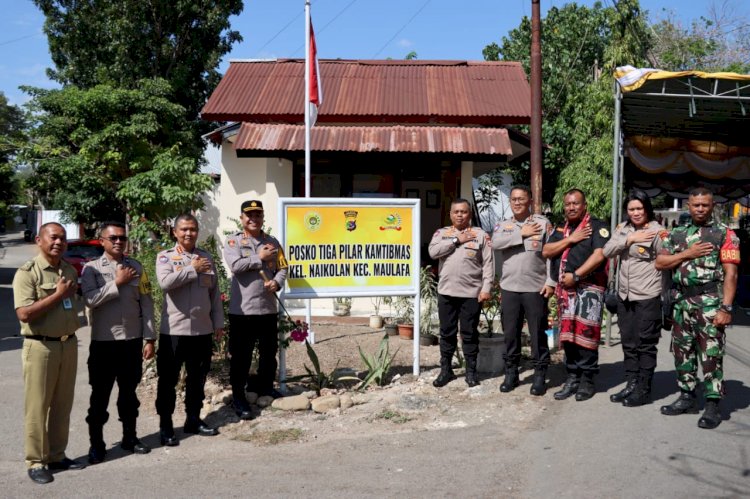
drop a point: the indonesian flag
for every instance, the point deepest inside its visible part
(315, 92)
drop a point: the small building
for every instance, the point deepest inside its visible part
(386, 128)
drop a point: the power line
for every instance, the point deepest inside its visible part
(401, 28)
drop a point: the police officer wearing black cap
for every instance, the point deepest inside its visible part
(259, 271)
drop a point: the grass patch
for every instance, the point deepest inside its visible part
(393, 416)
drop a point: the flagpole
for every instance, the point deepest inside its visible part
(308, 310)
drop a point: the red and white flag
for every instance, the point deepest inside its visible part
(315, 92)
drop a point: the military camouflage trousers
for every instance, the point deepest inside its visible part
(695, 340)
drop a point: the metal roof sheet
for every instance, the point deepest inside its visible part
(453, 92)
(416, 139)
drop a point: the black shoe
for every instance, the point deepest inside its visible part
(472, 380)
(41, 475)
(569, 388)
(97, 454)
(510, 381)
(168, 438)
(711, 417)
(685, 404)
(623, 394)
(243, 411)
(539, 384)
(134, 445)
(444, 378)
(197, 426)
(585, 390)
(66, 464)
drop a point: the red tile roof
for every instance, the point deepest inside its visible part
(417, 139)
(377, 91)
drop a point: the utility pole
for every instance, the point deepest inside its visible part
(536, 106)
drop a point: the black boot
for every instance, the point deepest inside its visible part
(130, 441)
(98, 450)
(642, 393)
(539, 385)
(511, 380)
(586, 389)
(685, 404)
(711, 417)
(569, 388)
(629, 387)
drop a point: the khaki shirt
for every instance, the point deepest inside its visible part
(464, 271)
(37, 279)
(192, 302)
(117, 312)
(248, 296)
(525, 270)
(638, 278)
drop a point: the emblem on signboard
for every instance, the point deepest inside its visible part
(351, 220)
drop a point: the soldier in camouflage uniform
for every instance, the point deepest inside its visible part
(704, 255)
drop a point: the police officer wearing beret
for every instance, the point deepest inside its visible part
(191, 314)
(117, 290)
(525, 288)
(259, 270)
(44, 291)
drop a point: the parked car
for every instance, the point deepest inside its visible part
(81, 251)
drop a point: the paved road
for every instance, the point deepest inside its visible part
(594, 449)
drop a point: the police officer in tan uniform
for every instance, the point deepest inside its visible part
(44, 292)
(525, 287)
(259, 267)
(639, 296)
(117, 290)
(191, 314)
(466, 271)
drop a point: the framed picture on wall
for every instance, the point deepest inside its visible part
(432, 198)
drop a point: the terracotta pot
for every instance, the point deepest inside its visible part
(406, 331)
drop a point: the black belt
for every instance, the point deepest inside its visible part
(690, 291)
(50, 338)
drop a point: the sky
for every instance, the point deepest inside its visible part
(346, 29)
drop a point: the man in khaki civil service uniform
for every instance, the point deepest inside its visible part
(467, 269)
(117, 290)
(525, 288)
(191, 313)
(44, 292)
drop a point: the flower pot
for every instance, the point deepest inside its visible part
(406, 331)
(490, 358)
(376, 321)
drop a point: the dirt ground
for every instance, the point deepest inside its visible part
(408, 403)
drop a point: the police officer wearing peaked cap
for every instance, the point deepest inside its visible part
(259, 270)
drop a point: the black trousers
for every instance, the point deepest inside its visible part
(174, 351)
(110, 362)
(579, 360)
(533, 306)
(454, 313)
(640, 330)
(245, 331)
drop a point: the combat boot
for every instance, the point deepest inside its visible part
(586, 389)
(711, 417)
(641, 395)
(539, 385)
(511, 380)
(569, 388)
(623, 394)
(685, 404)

# # #

Would you copy every line of the entries that includes the word "khaki"?

→ **Response for this exercise**
drop a point: the khaki shirt
drop a point: the man in khaki civil service uniform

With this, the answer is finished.